# [TEXT PASSAGE]
I’ve never been a fan of tour groups, said Gully Wells in Condé Nast Traveler. “Being herded onto a bus, having to follow somebody else’s schedule, sitting down for every meal with total strangers, and never, ever being alone is not how I want to see the world.” When it came to Jordan, however—a place I’ve always dreamed of visiting but one that seemed dauntingly foreign in every sense of the word—I made an exception. An “eight-day magical mystery” tour seemed the best way to take in this small Arab kingdom that sits atop centuries of history. Arriving in the capital, Amman, I was greeted by two guides: a London University professor with “geniusy hair, English teeth, and snappy red-framed glasses” as well as a local whose grasp of “everything Jordanian” ranged from Neolithic sculpture to the identity of the country’s second most common disease, irritable bowel syndrome. “Between them, there was nothing they didn’t know.”

I sat back like a “contented baby” as we headed north to Jerash, “one of the best preserved and largest Roman cities in the Middle East.” The scale of this ancient metropolis is only hinted at by the sight of the triumphal arch built by the Emperor Hadrian and the Corinthian columns along the Cardo, or main street. We tested the Temple of Zeus’ acoustics, which are “as acute as they were when players declaimed the works of Plautus,” and wandered the Hippodrome, where tracks from chariots “that had thundered past 2,000 years ago” were still carved into the limestone.

(Records from a collection)
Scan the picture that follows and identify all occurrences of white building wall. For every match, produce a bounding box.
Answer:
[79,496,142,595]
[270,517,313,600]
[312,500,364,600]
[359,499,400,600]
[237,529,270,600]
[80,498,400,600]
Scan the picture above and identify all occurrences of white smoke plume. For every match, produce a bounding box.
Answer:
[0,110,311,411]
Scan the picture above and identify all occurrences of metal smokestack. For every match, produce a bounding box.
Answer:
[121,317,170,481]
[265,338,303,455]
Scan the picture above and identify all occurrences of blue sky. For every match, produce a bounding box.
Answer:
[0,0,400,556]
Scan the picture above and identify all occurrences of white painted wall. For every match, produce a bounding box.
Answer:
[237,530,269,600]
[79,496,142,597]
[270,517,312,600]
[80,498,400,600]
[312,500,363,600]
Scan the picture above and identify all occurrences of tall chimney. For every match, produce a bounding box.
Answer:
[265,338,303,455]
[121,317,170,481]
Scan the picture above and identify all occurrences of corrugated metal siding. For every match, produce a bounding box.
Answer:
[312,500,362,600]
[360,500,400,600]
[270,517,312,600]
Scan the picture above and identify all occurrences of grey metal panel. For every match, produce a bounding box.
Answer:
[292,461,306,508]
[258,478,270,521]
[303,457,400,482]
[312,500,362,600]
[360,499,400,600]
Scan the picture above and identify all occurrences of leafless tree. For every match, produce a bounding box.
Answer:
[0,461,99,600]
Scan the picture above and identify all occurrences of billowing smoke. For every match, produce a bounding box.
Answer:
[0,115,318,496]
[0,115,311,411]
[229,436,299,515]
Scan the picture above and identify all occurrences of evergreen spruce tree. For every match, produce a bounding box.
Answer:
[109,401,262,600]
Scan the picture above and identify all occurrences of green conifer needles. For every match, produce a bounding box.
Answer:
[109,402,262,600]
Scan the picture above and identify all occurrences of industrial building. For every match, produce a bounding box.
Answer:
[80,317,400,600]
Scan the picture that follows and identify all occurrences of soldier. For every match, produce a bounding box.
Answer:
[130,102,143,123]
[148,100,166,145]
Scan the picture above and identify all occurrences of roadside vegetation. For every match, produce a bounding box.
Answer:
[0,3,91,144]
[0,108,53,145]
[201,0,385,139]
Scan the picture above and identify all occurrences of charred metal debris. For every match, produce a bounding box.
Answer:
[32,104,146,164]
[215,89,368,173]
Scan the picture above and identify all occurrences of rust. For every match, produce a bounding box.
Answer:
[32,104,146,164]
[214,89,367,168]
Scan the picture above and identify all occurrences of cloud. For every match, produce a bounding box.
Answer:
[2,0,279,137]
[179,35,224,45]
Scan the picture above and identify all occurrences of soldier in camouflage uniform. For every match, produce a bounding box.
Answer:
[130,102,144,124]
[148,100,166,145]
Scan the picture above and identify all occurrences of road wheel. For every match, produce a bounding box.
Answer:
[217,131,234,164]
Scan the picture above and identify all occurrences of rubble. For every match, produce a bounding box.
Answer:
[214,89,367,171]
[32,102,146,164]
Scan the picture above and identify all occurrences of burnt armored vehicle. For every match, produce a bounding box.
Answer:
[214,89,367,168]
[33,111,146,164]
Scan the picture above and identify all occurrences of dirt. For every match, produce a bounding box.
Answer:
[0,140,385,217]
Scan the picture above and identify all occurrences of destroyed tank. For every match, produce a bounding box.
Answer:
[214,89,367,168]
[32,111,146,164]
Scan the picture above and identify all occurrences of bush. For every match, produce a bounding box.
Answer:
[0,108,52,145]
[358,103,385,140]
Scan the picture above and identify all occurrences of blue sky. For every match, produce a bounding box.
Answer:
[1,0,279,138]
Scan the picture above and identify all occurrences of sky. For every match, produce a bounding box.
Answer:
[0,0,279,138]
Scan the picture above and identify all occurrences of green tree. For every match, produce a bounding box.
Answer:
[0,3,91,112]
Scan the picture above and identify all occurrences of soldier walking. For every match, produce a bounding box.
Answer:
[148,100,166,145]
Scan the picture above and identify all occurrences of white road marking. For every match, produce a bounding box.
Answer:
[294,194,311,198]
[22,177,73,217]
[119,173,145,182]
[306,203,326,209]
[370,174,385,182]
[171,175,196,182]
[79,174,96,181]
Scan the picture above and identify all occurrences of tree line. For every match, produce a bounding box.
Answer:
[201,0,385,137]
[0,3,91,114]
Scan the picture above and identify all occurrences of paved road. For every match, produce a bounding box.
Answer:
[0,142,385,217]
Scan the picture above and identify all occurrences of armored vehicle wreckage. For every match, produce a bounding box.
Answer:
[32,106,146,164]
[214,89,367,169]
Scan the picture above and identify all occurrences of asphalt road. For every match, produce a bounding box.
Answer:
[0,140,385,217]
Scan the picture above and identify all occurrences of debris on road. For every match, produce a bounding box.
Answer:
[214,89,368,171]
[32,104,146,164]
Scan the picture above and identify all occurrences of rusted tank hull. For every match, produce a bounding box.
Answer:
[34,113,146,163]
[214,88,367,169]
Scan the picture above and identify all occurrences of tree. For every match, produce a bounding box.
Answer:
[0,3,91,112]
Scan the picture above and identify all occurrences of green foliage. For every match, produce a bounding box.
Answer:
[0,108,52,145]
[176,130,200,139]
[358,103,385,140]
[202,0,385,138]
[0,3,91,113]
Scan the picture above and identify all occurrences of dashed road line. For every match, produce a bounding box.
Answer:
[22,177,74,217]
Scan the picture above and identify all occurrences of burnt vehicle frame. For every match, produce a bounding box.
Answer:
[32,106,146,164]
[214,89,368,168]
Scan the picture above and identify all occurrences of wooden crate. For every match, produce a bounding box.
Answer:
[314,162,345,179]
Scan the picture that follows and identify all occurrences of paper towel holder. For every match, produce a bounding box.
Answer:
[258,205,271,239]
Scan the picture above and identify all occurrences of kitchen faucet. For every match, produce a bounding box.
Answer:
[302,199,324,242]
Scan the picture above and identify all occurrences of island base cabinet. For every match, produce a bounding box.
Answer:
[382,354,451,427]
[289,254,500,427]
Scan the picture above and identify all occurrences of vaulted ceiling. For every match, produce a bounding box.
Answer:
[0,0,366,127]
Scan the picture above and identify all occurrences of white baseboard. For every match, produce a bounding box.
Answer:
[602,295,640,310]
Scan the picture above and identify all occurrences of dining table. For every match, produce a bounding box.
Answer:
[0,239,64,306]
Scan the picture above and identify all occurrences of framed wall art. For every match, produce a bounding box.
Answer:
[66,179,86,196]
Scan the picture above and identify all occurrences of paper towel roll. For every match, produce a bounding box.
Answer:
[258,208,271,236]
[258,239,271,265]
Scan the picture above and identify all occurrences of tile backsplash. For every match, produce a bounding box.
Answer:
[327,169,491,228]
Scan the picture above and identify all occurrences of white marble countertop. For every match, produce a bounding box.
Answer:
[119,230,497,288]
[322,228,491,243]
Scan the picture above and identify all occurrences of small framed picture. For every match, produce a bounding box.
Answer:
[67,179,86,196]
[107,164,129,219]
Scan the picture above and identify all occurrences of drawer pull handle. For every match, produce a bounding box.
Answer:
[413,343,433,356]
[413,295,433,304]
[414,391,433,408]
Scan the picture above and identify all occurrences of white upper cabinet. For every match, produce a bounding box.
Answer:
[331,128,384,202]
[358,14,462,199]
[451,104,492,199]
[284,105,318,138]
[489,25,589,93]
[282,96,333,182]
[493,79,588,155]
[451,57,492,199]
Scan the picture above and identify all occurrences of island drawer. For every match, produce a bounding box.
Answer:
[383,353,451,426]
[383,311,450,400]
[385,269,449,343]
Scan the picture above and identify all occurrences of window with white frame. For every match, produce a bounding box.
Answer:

# [EXERCISE SET]
(1) Answer these questions using the account of the tour of Jordan:
(a) In which city was the writer greeted by the guides, and how many guides were there?
(b) Which emperor built the triumphal arch at Jerash?
(c) What was still carved into the limestone of the Hippodrome?
(2) Continue the account of the tour of Jordan from the point where it stops.

# [TASK RESPONSES]
(1)
(a) The writer was greeted in Amman by two guides.
(b) The Emperor Hadrian built it.
(c) Tracks from chariots were still carved into the limestone.

(2)
Then we followed our leaders to one of their “favorite places in the whole of Jordan”: Qusayr Amra. Built around A.D. 711, the small castle is a “sort of pleasure palace,” with frescoes depicting “every delight and fantasy any man could dream of.” My eyes moved from “a woman wearing nothing but a long diaphanous skirt” to bunches of grapes ripe for winemaking. Finally, we were whisked away to Petra, the “rose-colored city half as old as time,” which is easily the “highlight of any visit to Jordan.” As I caught my first glimpse of the “peachy pink” ruins from the first century B.C., all my misgivings about group tours disappeared.